■ TEXT SHOWN
____________________

Carlos
(Note: The following review is of the full, five-and-a-half hour cut of Carlos, which will be broadcast on Sundance Channel and exhibited in a multi-part “roadshow” edition in theaters. A shorter, 165-minute theatrical cut will be released concurrently and on IFC’s On Demand service.)
If there’s a common thread to many Olivier Assayas films, beyond their general excellence, it’s their forward-thinking cosmopolitanism, born of an interest in how different cultures coalesce and clash in a world of increasingly porous borders. Whether following a Hong Kong actress baffled by the French film industry (Irma Vep) or staging an international corporate thriller with vipers at every port (Demonlover), Assayas is like a man without a country—or at least a director whose interests are far from parochial. For that reason, there’s no more ideal filmmaker to bring the story of Ilich Ramírez Sánchez (a.k.a. “Carlos,” a.k.a. “The Jackal”), a Venezuelan terrorist/mercenary whose violence in the 1970s and ’80s on behalf of the Palestinian cause (among other pursuits) made him a global outlaw. Produced for French television, though dazzlingly cinematic, Assayas’ three-part epic Carlos follows Sánchez for about 30 years as he travels the globe, a nomadic revolutionary who’s unmoored from any one person or place—and eventually, from his principles.

____________________

■ COLLECTED DATA

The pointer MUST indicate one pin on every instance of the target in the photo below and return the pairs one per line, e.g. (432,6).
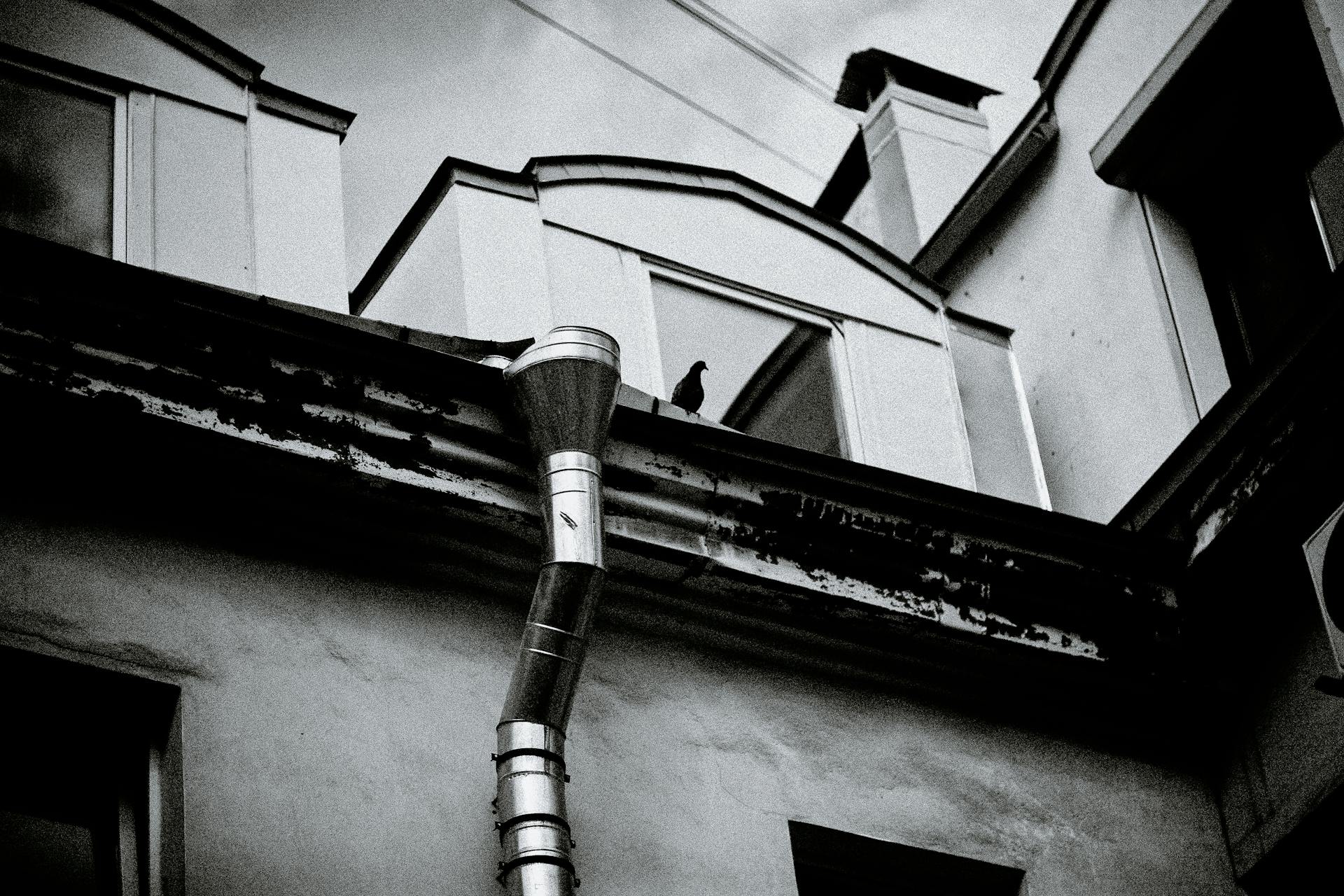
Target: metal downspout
(565,390)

____________________

Reproduce the Carlos review in full, word for word, from its title through its final sentence.

■ SOLUTION FOR THIS TASK
Carlos
(Note: The following review is of the full, five-and-a-half hour cut of Carlos, which will be broadcast on Sundance Channel and exhibited in a multi-part “roadshow” edition in theaters. A shorter, 165-minute theatrical cut will be released concurrently and on IFC’s On Demand service.)
If there’s a common thread to many Olivier Assayas films, beyond their general excellence, it’s their forward-thinking cosmopolitanism, born of an interest in how different cultures coalesce and clash in a world of increasingly porous borders. Whether following a Hong Kong actress baffled by the French film industry (Irma Vep) or staging an international corporate thriller with vipers at every port (Demonlover), Assayas is like a man without a country—or at least a director whose interests are far from parochial. For that reason, there’s no more ideal filmmaker to bring the story of Ilich Ramírez Sánchez (a.k.a. “Carlos,” a.k.a. “The Jackal”), a Venezuelan terrorist/mercenary whose violence in the 1970s and ’80s on behalf of the Palestinian cause (among other pursuits) made him a global outlaw. Produced for French television, though dazzlingly cinematic, Assayas’ three-part epic Carlos follows Sánchez for about 30 years as he travels the globe, a nomadic revolutionary who’s unmoored from any one person or place—and eventually, from his principles.